* [Stated exercise] Using the text on ice adhesion, list every ice adhesion strength value given in kPa together with the sample it was measured on.

We observed on untreated aluminium an advancing angle and hysteresis of 94° while the mirror polished aluminium has an advancing angle of 90° with 23° hysteresis. Wenzel wetting is assumed as the roughness of the untreated sample slightly increases the contact angle. At the same time the missing receding angle indicates extremely bad dewetting properties due to the inhomogeneous topography. Polished aluminium has significantly increased dewettability compared to untreated rough aluminium and is the state-of-the-art material used in airborne applications but still at the edge to hydrophilicity. Moderate hydrophobicity was found for the commercial coatings Wearlon, Nusil, and Nanomyte which is attributed to low micro-scale roughness, higher surface energy due to missing fluorination, and macroscopic inhomogeneities. Nusil was observed to have mm-scaled dents at the surface which probably cause the large contact angle hysteresis. Hydrobead performed an advancing angle of 155° and an excellent 9° hysteresis. The outstanding hydrophobicity might be attributed to the high hierarchical nano- and micro-roughness that we observed on SEM images.
4 Characterisation of the samples and modelling
4.1 Icephobicity
In the ICEAGE project the adhesive strength of ice is measured in shear with a custom built apparatus illustrated in Fig. 2. The shear device as well as the sample preparation, influence of sample size, shear velocity, sample cylinder, and shear height was studied in detail and available in ”Macroscopic Ice Adhesion Strength and Related Physical Properties Measured in Shear Experiments” which is a supplement to the master thesis of S. Grimm who greatly contributed to the ICEAGE project. We define the adhesion strength of ice as the force causing an adhesive failure in shear divided by the sample area.
Polycrystalline bulk ice is created on the surface of the specimen in a Teflon coated steel cylinder. Purified 0°C liquid water is injected into the steel cylinder. The temperature of the substrate is then quickly lowered to -20°C. The resulting cylindrical ice sample is then sheared at a constant velocity of 5 mm/s at a shear height of 1 mm by a displacement controlled cantilever. The substrate temperature is controlled by a Peltier element providing the temperature range of 5 to -50°C.
The results of the adhesion strength measurements of ice in shear are plotted in Fig. 3a. All samples maintained the adhesion strength after repeated icing/de-icing cycles, except Hydrobead where shearing off ice caused delamination of the coating. The shear failures occurred adhesively, unless stated differently.
We observed the same adhesion strength of 500 kPa for both, untreated and polished aluminium. The application of the flat coating resin 1 reduces the adhesive strength by a factor of two compared to aluminium to 250 kPa. When introducing the nanostructures the adhesion strength decreases significantly by one order of magnitude relative to aluminium. The adhesion strength of the hole structures decreased to 40 kPa and 27 kPa for the 500 nm and 100 nm, respectively. These values are comparable to the 100 nm and 500 nm nanopillars with 23 kPa and 53 kPa, respectively. The overall low adhesion is attributed to the Cassie-Baxter state wetting which provides a low effective interfacial contact area. The resin 1 nanostructured samples all show excellent icephobicity which outperforms all other tested materials by at least one order of magnitude.

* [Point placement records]
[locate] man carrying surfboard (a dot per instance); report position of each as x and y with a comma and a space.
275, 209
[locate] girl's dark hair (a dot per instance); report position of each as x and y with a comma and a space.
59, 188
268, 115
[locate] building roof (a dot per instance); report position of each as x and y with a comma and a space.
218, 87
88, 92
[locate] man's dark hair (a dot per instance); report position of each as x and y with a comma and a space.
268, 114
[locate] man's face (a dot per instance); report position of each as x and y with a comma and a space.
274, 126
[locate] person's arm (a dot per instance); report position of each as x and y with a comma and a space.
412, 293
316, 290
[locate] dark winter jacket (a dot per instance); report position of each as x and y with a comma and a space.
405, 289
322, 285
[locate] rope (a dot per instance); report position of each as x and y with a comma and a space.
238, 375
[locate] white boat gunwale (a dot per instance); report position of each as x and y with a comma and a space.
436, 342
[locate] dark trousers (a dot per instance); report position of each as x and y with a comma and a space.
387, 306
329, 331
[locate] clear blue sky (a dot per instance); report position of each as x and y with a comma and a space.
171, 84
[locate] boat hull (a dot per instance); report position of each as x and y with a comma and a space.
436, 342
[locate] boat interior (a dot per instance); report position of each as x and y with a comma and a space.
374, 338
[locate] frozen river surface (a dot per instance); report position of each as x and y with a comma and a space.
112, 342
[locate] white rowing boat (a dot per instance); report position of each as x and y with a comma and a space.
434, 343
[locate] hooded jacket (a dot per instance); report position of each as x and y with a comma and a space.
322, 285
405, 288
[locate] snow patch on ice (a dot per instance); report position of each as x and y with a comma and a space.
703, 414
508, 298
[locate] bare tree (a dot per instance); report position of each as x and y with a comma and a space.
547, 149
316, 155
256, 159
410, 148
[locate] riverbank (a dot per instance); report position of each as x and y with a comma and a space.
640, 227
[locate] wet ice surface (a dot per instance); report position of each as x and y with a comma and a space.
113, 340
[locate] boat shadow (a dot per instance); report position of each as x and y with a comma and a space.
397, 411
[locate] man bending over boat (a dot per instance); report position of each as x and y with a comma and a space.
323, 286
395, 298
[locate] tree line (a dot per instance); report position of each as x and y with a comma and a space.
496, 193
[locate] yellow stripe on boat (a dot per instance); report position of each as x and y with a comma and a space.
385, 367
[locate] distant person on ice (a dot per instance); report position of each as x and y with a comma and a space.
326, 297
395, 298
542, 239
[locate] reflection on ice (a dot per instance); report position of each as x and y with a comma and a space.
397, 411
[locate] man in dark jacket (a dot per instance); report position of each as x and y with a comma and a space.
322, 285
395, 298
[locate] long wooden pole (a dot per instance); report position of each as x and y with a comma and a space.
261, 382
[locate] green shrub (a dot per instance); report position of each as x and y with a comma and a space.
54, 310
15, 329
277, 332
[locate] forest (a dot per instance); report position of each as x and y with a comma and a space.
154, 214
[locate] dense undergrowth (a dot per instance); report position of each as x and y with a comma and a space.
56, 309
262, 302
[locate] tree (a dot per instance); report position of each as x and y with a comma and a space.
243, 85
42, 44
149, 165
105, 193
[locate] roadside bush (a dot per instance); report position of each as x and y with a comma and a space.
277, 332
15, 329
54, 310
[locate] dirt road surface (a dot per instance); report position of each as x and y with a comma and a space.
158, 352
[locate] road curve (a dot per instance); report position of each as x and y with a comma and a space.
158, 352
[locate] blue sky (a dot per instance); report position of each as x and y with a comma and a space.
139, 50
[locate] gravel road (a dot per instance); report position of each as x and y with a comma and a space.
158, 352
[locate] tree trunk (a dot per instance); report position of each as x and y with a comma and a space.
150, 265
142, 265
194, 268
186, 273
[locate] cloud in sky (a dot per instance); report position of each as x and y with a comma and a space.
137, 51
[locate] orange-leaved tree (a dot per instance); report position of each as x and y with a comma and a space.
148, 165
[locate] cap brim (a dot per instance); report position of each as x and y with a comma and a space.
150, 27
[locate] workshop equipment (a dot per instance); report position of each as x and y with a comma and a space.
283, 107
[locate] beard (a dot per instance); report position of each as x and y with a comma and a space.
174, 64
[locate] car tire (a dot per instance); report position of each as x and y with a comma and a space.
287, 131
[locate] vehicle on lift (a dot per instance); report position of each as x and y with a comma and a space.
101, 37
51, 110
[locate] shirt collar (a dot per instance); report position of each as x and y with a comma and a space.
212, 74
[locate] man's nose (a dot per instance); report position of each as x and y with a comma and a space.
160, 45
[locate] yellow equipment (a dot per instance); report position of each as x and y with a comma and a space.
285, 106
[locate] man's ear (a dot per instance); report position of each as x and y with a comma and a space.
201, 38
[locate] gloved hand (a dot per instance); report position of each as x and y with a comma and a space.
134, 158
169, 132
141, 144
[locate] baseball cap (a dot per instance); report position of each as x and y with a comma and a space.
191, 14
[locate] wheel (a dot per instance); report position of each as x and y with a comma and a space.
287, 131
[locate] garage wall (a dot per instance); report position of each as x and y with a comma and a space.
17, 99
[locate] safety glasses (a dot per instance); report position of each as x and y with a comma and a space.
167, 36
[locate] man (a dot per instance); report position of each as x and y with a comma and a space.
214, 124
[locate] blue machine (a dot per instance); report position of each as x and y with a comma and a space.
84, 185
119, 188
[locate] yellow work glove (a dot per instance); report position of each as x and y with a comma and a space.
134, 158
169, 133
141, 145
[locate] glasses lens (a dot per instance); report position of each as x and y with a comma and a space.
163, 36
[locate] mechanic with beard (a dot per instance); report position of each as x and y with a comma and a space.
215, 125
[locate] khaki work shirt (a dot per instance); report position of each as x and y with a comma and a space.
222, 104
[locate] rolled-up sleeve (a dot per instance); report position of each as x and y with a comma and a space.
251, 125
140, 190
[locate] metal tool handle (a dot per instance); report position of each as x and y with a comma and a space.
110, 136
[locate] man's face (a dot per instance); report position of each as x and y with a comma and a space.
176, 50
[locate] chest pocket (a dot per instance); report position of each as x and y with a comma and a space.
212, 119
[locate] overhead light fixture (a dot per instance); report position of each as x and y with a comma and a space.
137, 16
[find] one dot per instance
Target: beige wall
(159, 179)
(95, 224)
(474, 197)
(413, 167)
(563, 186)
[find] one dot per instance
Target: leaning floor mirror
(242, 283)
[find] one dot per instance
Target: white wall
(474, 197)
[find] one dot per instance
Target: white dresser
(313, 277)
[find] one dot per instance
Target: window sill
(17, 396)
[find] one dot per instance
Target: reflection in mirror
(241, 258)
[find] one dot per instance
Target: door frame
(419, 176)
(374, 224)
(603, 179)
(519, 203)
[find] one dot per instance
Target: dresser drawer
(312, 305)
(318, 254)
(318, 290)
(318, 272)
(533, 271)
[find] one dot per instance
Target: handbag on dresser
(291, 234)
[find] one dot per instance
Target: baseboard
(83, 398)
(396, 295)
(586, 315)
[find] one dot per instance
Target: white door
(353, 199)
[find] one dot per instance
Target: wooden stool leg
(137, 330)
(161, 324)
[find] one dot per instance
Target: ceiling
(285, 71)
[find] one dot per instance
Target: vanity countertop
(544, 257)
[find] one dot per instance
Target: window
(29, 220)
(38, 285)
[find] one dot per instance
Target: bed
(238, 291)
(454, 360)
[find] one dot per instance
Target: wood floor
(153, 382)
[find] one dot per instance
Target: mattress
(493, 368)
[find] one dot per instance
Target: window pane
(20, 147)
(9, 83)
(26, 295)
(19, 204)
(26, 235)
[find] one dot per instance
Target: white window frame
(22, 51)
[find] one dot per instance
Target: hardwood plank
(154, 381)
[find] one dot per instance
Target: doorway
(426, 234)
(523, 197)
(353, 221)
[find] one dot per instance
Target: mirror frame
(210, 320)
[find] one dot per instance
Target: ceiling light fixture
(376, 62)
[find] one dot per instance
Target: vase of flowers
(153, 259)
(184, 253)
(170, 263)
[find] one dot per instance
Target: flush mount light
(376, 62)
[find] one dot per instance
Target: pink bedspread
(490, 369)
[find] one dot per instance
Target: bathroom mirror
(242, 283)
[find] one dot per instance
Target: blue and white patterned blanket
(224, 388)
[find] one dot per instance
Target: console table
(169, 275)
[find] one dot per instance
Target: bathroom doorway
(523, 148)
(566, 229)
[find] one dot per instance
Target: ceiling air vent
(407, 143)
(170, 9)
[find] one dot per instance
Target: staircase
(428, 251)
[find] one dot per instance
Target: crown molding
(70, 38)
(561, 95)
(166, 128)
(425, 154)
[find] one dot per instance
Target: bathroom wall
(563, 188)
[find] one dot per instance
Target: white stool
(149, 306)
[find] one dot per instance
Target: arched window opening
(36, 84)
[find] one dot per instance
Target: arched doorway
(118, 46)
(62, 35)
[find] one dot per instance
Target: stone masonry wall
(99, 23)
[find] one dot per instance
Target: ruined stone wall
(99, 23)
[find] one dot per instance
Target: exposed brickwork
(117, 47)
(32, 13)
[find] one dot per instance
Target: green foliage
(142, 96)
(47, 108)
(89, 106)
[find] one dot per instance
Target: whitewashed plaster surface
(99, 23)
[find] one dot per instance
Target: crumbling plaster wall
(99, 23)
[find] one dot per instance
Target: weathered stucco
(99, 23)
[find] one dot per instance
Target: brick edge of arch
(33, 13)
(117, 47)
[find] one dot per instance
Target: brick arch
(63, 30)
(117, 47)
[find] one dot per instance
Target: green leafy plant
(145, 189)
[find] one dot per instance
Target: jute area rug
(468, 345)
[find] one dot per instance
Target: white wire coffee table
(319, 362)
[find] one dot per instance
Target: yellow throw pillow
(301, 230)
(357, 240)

* [Written solution]
- 500 kPa: untreated aluminium
- 500 kPa: polished aluminium
- 250 kPa: flat coating resin 1
- 40 kPa: 500 nm hole structures
- 27 kPa: 100 nm hole structures
- 23 kPa: 100 nm nanopillars
- 53 kPa: 500 nm nanopillars